─── Exercise inputs ───

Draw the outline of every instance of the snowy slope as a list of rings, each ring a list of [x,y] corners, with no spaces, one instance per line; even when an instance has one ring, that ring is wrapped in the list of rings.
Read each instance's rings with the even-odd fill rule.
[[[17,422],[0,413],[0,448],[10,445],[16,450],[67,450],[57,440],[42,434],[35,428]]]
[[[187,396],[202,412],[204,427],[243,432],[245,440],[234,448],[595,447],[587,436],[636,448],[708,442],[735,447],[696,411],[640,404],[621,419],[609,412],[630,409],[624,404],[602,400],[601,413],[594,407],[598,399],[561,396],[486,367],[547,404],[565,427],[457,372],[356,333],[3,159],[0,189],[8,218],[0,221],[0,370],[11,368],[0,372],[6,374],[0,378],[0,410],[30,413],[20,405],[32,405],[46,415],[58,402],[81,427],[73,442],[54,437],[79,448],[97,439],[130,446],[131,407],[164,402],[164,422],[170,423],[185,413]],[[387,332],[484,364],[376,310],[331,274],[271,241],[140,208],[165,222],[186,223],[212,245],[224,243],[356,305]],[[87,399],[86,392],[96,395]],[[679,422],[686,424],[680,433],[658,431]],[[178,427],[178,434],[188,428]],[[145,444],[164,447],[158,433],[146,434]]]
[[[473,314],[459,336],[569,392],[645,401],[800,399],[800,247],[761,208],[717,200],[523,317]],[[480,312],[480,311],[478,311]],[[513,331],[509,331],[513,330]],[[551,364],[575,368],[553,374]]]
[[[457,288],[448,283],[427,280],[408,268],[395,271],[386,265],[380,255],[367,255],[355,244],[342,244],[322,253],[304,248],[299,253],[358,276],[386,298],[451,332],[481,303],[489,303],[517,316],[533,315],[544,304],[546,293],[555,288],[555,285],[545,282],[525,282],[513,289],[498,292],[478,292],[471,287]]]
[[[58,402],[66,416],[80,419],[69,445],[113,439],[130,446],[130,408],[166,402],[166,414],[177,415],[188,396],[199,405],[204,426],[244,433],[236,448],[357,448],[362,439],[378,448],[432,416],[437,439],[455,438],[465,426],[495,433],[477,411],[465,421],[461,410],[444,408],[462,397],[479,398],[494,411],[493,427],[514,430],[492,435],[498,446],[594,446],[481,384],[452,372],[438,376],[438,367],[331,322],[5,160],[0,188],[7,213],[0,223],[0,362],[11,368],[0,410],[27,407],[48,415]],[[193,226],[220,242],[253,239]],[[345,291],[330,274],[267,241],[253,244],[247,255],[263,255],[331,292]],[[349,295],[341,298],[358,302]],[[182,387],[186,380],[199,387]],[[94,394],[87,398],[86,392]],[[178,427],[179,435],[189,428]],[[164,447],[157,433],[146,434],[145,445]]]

───

▶ _Requirements_
Select every line of the entries above that contains the string "instance", and copy each one in full.

▶ _Answer for the task_
Draw the outline of every instance of the snowy slope as a list of rings, each ring a list of [x,y] corners, with no spaces, one instance per line; even when an instance has one ring, that ring is wrapped in the list of rings.
Read each instance's rings with the even-odd fill rule.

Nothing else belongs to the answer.